#### Supplied text:
★ ★ ★ ★ ★

Sir Archibald Michie , (1813 – 21 June 1899) was an English-born Australian lawyer, journalist, Agent-General, Attorney-General of Victoria and politician.

Michie was born in Maida Vale, London, the son of Archibald Michie, a merchant. Michie junior was educated at Westminster School and was admitted to the Middle Temple in November 1834 and called to the Bar in May 1838.

In the late 1830s, Michie migrated to Sydney, Australia and married Mary Richardson in 1840. The following year he was admitted to the New South Wales barrister roll. Michie was associated with Sir James Martin and Robert Lowe (1st Viscount Sherbrooke) on the Atlas newspaper when it was founded in 1844.

Around 1849, Michie returned to England for a short while and then migrated to Canada. Then he returned to Sydney and moved to Melbourne in 1852. He was admitted to practise in the Supreme Court of Victoria and became associated with Thomas à Beckett. Michie was appointed to the Victorian Legislative Council in November 1852, but resigned in August 1853 to focus on his legal practice.

Michie was elected as a member for Melbourne in the Victorian Legislative Assembly in 1856 and worked with Protestant liberals Richard Heales, James McCulloch, Frederick Thomas Sargood and James Service.  Michie helped John O'Shanassy to bring down the William Haines ministry in March 1857, but did not become part of O'Shanassy's government; Michie did become attorney-general, however, in the reconstructed Haines ministry from 29 April 1857 to 10 March 1858.

★ ★ ★ ★ ★

#### Exercise tasks:
(1) Revise the Michie biography from "Around 1849, Michie" to "his legal practice.", putting "law practice" in place of "legal practice".
(2) Reproduce the records from the line containing "point: dog's ear" through the last line of the records, with both ends included.
The Michie biography and the records are separate, unrelated material.

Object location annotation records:

★ ★ ★ ★ ★

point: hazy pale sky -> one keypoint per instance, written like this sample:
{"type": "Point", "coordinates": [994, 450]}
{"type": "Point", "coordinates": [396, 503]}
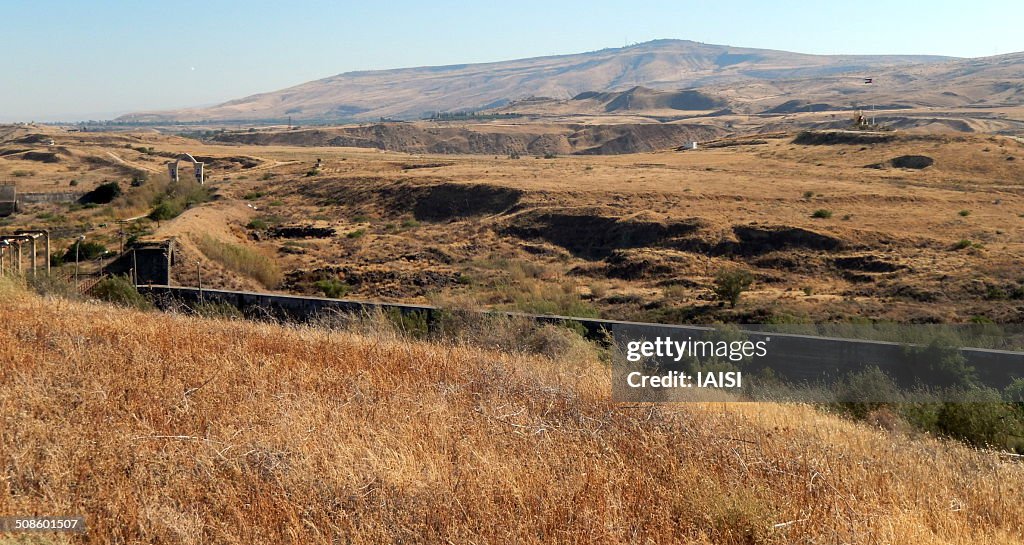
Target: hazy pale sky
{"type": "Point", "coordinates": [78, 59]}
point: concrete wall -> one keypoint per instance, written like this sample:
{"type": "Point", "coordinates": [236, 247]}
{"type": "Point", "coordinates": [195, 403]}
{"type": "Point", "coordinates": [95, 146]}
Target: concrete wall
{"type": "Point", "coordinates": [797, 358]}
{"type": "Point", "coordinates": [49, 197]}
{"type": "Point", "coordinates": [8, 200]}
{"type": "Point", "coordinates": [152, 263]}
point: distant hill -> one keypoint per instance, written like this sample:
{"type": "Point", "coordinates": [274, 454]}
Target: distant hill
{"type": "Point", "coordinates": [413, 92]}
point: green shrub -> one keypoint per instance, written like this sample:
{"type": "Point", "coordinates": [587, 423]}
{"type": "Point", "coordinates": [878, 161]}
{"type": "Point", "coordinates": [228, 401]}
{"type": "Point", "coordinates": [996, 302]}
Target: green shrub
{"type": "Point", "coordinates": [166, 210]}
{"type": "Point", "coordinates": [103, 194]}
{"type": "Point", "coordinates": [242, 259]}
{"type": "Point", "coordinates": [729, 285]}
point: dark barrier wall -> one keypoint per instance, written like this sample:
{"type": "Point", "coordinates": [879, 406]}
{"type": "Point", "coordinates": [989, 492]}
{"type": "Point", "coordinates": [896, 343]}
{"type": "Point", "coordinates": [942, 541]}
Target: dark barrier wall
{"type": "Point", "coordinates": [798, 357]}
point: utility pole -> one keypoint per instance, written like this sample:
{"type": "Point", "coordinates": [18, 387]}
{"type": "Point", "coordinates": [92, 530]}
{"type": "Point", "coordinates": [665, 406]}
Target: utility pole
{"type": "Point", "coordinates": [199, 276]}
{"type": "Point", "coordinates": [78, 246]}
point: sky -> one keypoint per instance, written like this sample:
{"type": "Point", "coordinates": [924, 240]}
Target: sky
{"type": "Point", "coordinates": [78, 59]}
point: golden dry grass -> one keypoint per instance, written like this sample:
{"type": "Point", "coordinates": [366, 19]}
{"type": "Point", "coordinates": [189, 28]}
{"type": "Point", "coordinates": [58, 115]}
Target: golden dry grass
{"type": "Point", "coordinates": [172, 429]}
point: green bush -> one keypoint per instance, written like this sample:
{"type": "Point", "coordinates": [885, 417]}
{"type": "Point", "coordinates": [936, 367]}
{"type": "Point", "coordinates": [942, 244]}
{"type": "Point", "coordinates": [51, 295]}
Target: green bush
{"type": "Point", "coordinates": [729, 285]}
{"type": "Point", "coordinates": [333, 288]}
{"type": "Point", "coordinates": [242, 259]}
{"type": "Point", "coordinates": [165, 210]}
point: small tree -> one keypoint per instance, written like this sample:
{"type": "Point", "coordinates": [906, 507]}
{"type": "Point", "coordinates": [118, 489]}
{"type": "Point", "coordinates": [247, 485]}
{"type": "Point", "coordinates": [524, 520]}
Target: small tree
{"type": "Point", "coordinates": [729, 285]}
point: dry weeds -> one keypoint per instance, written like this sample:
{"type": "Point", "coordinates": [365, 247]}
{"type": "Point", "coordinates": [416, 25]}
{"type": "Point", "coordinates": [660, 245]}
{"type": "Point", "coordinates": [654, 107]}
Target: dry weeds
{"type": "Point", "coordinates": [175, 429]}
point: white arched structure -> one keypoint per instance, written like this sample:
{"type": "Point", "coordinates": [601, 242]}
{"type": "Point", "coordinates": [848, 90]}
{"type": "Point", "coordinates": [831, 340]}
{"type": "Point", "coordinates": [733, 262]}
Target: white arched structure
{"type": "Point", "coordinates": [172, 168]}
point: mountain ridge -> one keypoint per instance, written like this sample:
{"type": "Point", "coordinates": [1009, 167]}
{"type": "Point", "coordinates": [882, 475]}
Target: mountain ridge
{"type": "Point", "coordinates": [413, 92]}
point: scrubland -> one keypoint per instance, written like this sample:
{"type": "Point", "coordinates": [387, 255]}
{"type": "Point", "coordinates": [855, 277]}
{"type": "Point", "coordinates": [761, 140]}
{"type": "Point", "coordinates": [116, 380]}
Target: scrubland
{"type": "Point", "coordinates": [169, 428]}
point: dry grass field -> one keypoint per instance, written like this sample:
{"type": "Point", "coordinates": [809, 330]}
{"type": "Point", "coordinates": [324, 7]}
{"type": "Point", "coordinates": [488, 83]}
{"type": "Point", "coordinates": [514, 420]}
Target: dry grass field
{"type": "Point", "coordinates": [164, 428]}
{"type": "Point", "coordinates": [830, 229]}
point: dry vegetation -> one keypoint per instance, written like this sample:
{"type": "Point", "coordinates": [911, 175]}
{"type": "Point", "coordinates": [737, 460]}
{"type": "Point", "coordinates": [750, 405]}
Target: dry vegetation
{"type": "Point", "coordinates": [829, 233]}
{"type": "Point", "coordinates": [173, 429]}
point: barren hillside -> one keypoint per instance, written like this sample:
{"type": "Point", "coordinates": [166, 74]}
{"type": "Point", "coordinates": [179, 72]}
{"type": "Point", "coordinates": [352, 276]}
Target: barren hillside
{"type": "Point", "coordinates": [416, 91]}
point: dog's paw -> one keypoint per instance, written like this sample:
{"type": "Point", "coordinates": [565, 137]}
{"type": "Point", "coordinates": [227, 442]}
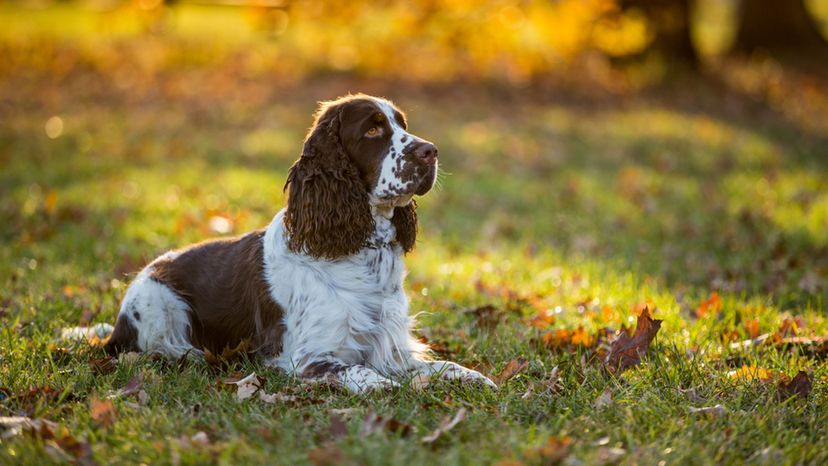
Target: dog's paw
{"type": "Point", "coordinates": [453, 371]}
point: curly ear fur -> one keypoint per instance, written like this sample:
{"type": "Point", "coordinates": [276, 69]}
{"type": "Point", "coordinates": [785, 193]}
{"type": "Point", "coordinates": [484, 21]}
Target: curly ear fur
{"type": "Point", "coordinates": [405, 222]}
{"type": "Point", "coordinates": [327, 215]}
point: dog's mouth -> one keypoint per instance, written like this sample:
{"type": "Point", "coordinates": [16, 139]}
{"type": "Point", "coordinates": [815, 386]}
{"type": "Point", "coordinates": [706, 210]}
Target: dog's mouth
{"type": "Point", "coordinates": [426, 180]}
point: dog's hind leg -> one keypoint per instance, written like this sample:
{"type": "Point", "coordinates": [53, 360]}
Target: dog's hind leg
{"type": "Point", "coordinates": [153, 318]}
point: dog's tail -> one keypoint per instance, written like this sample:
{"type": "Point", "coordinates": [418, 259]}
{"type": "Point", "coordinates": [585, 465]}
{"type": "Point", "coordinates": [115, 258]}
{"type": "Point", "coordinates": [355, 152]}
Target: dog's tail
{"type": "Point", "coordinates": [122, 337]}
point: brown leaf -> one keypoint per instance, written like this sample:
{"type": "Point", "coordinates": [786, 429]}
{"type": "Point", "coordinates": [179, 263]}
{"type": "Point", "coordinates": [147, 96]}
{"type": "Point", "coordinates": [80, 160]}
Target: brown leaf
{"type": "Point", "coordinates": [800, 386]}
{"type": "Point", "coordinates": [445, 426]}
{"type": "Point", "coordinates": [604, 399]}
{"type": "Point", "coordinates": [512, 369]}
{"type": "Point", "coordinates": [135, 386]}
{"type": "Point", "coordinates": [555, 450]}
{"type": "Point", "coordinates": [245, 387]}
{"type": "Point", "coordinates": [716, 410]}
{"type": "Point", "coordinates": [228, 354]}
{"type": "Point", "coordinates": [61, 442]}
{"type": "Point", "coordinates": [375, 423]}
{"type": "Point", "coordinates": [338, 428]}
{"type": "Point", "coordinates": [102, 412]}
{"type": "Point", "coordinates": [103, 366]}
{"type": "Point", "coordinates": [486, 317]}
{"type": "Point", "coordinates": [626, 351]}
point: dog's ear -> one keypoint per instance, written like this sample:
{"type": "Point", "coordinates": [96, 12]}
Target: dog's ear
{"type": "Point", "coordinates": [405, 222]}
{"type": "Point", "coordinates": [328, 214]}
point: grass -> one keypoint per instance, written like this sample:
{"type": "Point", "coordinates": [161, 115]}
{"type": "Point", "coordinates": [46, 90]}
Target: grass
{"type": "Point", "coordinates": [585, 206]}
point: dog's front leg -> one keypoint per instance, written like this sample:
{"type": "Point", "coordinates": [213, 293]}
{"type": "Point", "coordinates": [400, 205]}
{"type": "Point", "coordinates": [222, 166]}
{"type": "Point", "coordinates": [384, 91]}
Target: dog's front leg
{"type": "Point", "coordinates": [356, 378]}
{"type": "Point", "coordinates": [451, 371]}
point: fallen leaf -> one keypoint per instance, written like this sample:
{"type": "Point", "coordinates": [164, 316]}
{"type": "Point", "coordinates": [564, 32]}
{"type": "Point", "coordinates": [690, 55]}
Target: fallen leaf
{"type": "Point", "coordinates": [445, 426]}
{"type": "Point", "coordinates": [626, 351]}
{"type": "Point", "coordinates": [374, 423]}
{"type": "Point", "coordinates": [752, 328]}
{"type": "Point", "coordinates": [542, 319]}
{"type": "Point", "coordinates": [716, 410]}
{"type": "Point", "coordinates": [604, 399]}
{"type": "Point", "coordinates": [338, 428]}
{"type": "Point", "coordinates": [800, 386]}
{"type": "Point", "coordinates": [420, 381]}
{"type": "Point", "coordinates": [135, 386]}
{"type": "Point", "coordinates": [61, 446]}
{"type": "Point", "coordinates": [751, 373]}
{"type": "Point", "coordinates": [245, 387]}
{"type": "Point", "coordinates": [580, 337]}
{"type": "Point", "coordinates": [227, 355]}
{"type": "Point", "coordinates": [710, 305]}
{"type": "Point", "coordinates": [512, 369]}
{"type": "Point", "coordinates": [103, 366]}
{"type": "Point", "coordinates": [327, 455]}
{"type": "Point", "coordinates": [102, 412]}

★ ★ ★ ★ ★

#### Responses to the tasks:
(1)
Around 1849, Michie returned to England for a short while and then migrated to Canada. Then he returned to Sydney and moved to Melbourne in 1852. He was admitted to practise in the Supreme Court of Victoria and became associated with Thomas à Beckett. Michie was appointed to the Victorian Legislative Council in November 1852, but resigned in August 1853 to focus on his law practice.

(2)
point: dog's ear -> one keypoint per instance, written like this sample:
{"type": "Point", "coordinates": [96, 12]}
Target: dog's ear
{"type": "Point", "coordinates": [405, 222]}
{"type": "Point", "coordinates": [328, 214]}
point: grass -> one keypoint per instance, written like this sample:
{"type": "Point", "coordinates": [161, 115]}
{"type": "Point", "coordinates": [46, 90]}
Target: grass
{"type": "Point", "coordinates": [585, 206]}
point: dog's front leg -> one keypoint per instance, written like this sample:
{"type": "Point", "coordinates": [213, 293]}
{"type": "Point", "coordinates": [400, 205]}
{"type": "Point", "coordinates": [222, 166]}
{"type": "Point", "coordinates": [384, 91]}
Target: dog's front leg
{"type": "Point", "coordinates": [356, 378]}
{"type": "Point", "coordinates": [451, 371]}
point: fallen leaf -> one keypoint per instance, written like this sample:
{"type": "Point", "coordinates": [164, 316]}
{"type": "Point", "coordinates": [564, 32]}
{"type": "Point", "coordinates": [690, 55]}
Target: fallen leaf
{"type": "Point", "coordinates": [445, 426]}
{"type": "Point", "coordinates": [626, 351]}
{"type": "Point", "coordinates": [374, 423]}
{"type": "Point", "coordinates": [752, 328]}
{"type": "Point", "coordinates": [542, 319]}
{"type": "Point", "coordinates": [716, 410]}
{"type": "Point", "coordinates": [604, 399]}
{"type": "Point", "coordinates": [338, 428]}
{"type": "Point", "coordinates": [800, 386]}
{"type": "Point", "coordinates": [420, 381]}
{"type": "Point", "coordinates": [135, 386]}
{"type": "Point", "coordinates": [61, 446]}
{"type": "Point", "coordinates": [751, 373]}
{"type": "Point", "coordinates": [245, 387]}
{"type": "Point", "coordinates": [580, 337]}
{"type": "Point", "coordinates": [227, 355]}
{"type": "Point", "coordinates": [710, 305]}
{"type": "Point", "coordinates": [512, 369]}
{"type": "Point", "coordinates": [103, 366]}
{"type": "Point", "coordinates": [327, 455]}
{"type": "Point", "coordinates": [102, 412]}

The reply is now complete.